Show every line of the rows below that contains the word "white".

■ ■ ■ ■

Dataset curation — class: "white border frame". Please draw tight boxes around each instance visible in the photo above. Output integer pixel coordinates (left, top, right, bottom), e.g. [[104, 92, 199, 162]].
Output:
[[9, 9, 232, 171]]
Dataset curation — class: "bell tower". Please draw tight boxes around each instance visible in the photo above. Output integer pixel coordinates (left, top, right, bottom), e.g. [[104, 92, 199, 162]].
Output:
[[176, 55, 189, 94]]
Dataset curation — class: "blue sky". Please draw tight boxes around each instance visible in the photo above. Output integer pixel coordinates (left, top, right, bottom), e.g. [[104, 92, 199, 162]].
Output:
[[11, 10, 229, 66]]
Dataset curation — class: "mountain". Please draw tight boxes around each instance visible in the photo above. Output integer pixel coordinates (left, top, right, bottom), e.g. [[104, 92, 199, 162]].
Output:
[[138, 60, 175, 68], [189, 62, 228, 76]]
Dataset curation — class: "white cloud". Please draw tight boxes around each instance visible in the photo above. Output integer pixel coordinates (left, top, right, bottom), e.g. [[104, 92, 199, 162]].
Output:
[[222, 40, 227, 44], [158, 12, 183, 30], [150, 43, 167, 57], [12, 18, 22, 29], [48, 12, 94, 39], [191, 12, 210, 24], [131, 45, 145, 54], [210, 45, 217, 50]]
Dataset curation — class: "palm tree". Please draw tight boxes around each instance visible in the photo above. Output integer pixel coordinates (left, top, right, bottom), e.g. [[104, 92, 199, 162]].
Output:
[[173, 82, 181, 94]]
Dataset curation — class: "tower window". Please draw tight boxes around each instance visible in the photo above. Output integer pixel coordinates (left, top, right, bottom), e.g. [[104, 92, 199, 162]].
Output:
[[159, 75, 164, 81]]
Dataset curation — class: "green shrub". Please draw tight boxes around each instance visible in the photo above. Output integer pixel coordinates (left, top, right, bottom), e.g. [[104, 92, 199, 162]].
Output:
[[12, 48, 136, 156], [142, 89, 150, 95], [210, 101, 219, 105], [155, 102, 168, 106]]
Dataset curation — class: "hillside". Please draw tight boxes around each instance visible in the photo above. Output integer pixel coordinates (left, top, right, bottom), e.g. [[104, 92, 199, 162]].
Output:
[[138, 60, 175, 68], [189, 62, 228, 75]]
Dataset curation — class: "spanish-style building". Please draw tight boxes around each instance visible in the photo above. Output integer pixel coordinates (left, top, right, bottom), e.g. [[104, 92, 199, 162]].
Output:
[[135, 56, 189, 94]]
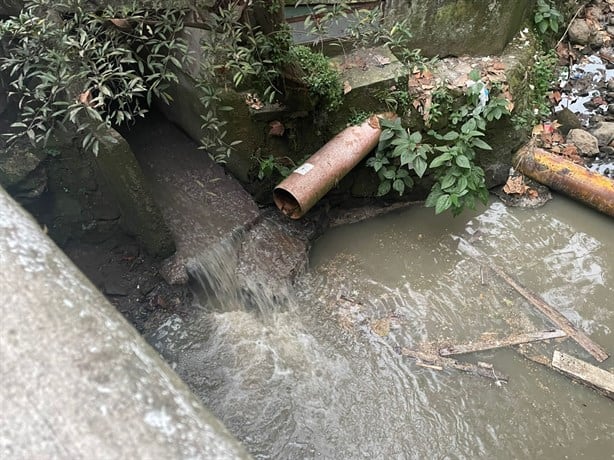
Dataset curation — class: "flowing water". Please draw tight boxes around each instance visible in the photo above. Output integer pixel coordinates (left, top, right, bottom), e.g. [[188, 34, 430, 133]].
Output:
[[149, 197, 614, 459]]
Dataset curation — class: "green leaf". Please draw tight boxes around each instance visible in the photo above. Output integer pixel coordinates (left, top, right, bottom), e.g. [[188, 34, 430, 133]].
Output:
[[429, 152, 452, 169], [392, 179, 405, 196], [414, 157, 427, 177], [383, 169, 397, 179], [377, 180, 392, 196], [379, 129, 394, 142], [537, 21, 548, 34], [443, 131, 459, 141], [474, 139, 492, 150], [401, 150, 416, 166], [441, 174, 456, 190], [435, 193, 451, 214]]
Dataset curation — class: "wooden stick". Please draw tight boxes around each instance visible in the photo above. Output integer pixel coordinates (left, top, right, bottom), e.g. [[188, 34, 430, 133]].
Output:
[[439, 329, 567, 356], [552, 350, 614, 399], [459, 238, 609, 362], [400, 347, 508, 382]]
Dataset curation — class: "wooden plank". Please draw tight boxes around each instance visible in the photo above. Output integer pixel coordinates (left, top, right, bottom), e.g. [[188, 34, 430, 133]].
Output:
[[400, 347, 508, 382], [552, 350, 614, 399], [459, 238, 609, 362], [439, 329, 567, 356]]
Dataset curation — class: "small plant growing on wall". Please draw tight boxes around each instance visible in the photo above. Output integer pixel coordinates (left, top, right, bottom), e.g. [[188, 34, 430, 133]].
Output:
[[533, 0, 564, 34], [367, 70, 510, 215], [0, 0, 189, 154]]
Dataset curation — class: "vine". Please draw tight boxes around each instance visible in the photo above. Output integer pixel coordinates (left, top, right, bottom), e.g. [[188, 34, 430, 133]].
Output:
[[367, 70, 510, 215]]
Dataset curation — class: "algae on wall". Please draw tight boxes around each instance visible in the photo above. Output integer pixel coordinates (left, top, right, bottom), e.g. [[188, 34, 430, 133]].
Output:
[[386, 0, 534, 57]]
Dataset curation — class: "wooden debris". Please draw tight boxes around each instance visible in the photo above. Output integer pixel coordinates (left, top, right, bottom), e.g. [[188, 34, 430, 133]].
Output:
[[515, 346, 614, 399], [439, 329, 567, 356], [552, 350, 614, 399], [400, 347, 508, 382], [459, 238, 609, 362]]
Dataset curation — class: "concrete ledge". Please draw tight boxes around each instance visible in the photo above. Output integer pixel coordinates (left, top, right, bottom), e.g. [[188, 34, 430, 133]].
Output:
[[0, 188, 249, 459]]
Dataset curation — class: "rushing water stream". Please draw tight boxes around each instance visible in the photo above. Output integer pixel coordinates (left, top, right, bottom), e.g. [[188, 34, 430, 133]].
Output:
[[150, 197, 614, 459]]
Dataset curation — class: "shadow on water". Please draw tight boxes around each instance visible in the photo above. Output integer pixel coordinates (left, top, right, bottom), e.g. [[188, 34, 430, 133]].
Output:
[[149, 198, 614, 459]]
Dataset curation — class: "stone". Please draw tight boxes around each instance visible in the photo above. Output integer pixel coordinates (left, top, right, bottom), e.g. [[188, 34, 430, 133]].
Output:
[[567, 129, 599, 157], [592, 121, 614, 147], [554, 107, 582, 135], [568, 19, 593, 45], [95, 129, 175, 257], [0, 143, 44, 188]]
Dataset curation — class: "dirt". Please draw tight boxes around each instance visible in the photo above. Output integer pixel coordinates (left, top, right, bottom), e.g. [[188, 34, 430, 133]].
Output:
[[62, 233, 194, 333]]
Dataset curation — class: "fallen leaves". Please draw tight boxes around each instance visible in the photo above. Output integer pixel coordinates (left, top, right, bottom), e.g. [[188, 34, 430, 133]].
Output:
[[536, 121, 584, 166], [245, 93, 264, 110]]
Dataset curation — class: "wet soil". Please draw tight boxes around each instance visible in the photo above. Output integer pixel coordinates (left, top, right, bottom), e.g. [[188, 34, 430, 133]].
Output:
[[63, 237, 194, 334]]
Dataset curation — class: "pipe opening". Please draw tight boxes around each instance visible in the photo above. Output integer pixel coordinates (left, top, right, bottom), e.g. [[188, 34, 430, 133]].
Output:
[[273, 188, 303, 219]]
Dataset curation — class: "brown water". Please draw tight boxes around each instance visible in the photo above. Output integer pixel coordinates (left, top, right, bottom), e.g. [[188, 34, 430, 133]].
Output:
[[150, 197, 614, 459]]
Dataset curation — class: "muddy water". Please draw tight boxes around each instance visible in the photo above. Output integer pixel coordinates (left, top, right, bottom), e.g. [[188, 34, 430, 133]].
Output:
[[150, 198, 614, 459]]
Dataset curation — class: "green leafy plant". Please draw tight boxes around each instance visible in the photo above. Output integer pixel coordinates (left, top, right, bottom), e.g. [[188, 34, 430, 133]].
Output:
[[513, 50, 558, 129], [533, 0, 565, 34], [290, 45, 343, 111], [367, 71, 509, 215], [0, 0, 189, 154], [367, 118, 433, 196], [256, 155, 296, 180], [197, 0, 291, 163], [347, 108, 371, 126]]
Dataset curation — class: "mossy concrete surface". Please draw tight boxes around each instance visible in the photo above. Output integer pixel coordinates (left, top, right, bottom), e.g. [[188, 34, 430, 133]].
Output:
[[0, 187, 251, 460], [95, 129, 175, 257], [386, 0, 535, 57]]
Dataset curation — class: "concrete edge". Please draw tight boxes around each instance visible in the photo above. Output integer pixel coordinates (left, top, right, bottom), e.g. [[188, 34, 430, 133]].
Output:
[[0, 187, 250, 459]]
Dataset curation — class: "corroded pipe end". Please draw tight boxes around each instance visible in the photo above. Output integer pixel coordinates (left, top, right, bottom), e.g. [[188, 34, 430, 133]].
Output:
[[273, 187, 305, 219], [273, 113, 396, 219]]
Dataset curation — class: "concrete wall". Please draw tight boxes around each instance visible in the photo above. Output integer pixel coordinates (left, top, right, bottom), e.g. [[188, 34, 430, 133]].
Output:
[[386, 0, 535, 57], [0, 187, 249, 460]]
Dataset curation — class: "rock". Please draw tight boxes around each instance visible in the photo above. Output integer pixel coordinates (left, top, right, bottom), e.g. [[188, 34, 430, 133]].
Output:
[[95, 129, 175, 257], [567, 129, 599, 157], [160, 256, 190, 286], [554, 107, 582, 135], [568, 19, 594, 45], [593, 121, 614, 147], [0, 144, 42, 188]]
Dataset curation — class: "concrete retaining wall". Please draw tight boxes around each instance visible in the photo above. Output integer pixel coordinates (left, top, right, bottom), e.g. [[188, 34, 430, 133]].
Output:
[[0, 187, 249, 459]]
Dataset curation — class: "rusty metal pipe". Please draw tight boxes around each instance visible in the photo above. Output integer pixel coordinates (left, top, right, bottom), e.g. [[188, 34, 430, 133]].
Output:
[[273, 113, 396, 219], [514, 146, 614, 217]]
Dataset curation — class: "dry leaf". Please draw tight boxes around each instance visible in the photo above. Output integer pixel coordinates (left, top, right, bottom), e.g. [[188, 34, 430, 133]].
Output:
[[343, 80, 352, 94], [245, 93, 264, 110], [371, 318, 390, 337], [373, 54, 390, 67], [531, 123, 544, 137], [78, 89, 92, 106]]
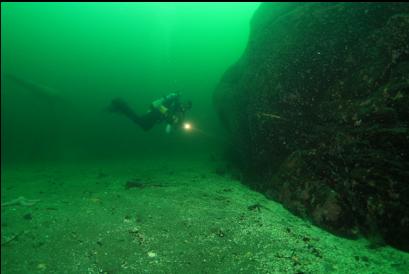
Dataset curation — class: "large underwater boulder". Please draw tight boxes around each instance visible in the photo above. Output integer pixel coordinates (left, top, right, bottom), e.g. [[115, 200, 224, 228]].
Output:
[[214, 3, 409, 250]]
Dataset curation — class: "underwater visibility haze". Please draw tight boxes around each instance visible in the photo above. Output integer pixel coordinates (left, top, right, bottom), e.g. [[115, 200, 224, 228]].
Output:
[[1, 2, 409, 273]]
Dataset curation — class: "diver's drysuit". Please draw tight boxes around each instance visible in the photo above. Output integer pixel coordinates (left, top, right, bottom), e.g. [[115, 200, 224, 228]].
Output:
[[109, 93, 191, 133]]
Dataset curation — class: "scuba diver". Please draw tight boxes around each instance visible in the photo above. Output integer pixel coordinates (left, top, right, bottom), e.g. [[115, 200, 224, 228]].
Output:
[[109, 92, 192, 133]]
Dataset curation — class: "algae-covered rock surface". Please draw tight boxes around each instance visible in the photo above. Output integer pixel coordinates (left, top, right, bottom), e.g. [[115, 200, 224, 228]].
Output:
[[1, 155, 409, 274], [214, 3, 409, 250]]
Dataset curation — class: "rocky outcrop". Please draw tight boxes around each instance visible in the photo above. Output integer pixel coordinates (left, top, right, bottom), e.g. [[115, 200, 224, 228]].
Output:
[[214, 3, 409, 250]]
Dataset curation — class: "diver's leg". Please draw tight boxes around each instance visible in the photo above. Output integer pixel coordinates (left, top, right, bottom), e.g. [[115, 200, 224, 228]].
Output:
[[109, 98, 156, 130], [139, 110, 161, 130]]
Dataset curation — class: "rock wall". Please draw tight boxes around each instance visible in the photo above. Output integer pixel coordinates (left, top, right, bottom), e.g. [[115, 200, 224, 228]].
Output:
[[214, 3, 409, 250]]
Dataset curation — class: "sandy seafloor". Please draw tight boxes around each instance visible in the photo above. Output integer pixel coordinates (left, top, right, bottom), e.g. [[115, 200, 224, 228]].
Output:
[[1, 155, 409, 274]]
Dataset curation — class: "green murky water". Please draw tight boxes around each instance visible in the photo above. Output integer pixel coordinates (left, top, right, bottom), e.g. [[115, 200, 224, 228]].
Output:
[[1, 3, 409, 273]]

■ ■ ■ ■

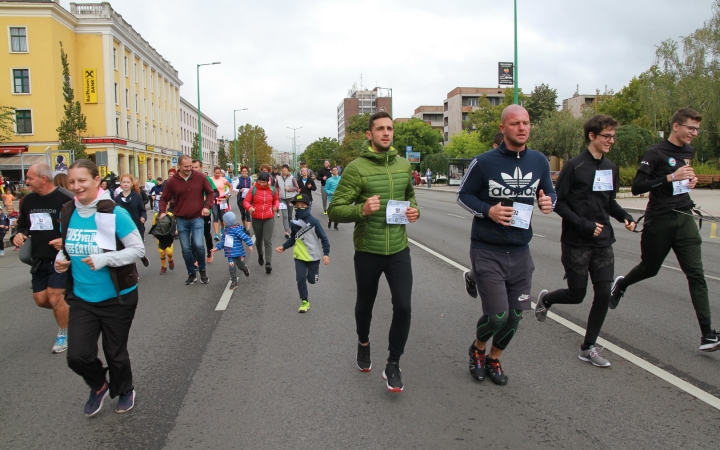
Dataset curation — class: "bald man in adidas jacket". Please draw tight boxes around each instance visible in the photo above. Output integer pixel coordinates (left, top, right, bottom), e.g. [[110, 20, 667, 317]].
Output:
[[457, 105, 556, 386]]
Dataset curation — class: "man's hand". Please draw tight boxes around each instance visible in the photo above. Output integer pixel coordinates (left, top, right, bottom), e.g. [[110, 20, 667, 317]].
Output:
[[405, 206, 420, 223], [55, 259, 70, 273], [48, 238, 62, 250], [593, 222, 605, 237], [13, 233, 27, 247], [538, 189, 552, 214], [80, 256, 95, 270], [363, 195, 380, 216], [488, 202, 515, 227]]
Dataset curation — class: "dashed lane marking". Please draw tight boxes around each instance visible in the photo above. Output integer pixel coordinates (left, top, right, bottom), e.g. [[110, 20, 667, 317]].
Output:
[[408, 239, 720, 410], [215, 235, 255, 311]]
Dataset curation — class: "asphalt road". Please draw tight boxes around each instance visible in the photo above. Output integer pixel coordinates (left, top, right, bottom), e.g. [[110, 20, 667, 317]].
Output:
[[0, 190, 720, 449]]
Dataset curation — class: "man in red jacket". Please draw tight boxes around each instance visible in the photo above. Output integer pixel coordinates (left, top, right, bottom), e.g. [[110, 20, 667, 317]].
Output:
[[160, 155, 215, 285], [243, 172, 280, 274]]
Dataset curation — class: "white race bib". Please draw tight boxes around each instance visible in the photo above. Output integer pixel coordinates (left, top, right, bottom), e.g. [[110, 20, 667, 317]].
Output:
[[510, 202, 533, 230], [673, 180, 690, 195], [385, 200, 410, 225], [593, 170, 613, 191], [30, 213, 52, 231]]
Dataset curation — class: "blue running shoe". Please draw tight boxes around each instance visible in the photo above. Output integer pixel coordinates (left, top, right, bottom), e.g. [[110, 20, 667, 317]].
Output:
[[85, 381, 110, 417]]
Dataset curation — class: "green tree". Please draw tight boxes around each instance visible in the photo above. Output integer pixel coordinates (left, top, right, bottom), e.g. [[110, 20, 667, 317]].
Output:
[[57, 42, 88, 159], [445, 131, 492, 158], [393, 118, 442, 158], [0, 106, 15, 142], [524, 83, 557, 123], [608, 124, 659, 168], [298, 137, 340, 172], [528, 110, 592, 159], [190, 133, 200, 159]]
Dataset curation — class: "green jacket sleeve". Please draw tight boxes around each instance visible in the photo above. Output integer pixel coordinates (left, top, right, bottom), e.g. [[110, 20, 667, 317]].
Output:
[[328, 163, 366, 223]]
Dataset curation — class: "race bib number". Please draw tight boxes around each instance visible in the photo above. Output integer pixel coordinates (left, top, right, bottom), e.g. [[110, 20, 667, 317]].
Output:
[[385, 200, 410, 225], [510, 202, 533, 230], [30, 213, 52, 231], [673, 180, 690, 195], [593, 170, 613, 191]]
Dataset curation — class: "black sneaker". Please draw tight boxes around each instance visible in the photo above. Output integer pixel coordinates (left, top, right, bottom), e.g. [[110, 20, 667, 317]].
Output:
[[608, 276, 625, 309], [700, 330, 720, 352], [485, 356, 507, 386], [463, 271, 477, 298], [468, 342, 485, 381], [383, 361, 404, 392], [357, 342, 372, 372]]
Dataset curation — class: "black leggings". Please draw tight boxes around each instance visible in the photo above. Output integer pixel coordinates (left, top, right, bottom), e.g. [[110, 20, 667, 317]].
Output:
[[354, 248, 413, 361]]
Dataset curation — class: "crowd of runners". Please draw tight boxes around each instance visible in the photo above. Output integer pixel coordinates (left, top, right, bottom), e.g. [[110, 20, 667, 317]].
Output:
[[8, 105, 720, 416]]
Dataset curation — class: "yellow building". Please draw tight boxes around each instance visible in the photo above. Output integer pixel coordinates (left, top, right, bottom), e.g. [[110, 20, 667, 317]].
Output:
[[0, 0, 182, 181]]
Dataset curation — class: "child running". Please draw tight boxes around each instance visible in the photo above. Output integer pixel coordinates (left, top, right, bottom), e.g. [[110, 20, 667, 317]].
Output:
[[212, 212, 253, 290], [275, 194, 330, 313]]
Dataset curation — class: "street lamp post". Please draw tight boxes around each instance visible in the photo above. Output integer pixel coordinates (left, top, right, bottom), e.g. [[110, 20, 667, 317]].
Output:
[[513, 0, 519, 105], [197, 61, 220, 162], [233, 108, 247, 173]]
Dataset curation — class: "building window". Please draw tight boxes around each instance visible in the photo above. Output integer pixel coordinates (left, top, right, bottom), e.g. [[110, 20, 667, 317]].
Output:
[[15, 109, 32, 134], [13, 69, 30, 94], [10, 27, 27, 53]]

■ ■ ■ ■

SOLUTION →
Dataset curation — class: "white border frame". Please draw tight boxes around each instance visible in the photo above. Output integer pixel coordinates (left, top, right, bottom), e.g. [[104, 92, 199, 162]].
Dataset curation — class: "white cloud". Please draw tight boxes around each instance visible in the photo above. Output integer pixel coordinates (left, top, right, bottom), e.g. [[104, 92, 199, 162]].
Dataset curation — class: "white race bib". Please draw tight boxes around each instance visible in the photo above. Output integer pixel coordinates (left, top, right, bottom), e.g. [[110, 20, 667, 317]].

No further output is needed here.